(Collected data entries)
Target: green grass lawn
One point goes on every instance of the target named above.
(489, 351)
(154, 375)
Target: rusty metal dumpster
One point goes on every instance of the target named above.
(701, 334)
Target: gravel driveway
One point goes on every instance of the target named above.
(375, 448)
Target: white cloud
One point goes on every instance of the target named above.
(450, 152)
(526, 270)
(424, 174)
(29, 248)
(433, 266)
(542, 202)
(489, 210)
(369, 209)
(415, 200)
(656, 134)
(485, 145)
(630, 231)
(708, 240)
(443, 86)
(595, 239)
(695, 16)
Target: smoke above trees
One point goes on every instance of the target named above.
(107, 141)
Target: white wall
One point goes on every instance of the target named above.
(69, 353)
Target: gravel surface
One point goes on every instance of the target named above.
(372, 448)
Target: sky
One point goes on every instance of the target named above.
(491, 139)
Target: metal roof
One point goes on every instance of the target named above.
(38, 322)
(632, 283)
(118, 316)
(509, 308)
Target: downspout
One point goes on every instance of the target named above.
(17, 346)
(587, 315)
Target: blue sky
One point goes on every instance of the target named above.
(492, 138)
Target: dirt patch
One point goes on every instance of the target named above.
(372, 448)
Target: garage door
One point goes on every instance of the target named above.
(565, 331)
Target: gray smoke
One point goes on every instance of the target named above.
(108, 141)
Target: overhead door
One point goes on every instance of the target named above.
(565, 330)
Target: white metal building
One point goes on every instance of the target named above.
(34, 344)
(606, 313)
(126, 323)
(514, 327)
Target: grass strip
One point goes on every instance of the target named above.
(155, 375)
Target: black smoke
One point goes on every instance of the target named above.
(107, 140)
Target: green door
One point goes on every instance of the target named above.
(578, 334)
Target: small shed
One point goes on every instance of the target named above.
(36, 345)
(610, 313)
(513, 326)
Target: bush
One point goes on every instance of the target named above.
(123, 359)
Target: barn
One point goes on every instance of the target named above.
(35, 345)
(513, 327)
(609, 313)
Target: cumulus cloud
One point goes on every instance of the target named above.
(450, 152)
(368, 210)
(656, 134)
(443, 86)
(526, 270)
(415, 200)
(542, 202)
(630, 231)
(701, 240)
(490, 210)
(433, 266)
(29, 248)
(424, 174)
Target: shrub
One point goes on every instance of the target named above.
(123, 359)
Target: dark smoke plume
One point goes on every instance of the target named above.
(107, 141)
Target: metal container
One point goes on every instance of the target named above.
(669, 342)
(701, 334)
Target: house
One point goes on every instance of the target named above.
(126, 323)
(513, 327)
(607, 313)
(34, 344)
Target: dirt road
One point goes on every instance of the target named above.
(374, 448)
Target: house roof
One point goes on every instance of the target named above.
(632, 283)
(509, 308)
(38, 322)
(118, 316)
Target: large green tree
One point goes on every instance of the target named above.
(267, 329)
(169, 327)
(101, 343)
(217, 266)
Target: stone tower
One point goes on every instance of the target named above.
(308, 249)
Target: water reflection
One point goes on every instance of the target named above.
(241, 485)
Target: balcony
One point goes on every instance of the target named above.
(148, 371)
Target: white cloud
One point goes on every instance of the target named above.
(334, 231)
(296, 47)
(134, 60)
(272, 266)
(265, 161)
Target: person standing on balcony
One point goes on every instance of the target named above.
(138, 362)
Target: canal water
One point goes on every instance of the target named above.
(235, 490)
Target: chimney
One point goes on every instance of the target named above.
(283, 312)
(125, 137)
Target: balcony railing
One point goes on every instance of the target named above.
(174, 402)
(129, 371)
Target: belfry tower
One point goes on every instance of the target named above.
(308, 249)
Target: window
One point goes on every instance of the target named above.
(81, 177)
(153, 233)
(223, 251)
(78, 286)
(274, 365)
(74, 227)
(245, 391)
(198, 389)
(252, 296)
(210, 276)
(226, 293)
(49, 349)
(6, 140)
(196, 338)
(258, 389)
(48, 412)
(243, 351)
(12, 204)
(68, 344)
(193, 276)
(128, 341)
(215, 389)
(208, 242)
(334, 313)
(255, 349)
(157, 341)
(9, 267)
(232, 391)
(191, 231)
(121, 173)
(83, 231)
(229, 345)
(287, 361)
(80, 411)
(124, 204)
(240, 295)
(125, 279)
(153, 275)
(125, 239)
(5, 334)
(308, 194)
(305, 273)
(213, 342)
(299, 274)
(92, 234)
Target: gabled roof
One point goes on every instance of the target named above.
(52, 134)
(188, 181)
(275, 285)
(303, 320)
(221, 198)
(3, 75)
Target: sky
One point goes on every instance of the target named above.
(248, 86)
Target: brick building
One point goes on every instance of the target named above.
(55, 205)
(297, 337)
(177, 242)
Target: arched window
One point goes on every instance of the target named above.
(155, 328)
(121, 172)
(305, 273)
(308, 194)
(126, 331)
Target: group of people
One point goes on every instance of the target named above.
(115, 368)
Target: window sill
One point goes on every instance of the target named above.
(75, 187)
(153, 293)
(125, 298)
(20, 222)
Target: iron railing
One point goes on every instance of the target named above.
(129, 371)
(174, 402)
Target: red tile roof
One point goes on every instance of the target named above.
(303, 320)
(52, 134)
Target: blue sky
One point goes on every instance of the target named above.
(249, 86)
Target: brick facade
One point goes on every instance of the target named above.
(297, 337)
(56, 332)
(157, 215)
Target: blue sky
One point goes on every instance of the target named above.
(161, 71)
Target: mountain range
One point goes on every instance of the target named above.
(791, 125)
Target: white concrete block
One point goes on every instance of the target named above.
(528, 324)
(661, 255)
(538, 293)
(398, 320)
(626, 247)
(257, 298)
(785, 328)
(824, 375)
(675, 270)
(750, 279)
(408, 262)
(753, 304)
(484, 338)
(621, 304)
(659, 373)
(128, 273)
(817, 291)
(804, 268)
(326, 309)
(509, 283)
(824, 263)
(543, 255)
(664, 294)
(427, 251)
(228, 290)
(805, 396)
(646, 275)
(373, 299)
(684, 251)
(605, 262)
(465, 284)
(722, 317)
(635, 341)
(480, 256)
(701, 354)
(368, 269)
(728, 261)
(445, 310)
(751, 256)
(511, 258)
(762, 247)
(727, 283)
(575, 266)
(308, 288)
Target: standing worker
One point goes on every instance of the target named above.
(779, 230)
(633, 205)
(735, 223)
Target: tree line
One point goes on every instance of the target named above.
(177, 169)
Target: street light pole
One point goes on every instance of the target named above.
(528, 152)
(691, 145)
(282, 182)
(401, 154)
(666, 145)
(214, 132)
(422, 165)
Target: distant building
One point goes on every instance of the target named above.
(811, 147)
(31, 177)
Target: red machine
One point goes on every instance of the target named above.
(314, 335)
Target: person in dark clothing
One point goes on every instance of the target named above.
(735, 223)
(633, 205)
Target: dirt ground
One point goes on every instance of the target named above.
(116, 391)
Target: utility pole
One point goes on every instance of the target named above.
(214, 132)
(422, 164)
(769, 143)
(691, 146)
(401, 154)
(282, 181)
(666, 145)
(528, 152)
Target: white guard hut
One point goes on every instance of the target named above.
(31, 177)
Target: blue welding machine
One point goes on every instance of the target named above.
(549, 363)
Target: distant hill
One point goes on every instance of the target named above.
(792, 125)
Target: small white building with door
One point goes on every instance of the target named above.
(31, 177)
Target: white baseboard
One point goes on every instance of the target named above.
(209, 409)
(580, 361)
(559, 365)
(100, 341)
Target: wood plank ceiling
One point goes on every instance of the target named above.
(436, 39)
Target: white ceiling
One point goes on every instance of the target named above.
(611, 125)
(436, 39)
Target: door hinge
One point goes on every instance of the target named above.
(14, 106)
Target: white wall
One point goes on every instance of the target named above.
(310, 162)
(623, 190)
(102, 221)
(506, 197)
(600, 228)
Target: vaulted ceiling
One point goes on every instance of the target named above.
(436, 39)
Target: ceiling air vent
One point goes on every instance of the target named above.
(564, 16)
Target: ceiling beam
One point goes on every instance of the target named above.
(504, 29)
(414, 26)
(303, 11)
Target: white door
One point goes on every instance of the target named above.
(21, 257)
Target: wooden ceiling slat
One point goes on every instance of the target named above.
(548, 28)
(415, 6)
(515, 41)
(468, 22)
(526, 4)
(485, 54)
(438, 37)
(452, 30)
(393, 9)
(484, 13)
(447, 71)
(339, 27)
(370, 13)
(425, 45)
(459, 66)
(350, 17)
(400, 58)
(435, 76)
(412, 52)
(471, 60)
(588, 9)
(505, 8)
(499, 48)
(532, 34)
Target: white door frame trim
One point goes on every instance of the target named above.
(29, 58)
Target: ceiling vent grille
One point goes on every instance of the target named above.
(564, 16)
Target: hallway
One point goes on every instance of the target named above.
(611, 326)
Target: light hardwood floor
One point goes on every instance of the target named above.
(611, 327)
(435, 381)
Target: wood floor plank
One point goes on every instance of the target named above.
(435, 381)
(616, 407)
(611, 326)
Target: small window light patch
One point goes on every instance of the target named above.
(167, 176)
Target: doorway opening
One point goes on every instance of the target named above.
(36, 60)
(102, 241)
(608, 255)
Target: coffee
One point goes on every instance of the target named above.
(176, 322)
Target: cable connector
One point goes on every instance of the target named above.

- Task statement
Extract, exactly, the lines above that begin at the line containing "Target: white door frame trim" and end at the final line of the records; add no other text.

- Written answer
Target: white door frame trim
One point goes on every instance of the target named above.
(29, 58)
Target: ceiling vent grille
One point goes on every instance of the target named above.
(564, 16)
Target: hallway
One point goes on every instance of the target named above.
(611, 326)
Target: light hardwood floor
One point goes on every instance of the target named above.
(611, 327)
(435, 381)
Target: wood floor plank
One point goes on every instance of the target named above.
(435, 381)
(616, 407)
(611, 326)
Target: small window light patch
One point goes on every instance of the target named above.
(167, 176)
Target: doorway opening
One point goes on every instance of the target named above.
(36, 60)
(102, 241)
(608, 255)
Target: coffee
One point goes on every instance of the target named above.
(176, 322)
Target: cable connector
One point goes on every instance of the target named above.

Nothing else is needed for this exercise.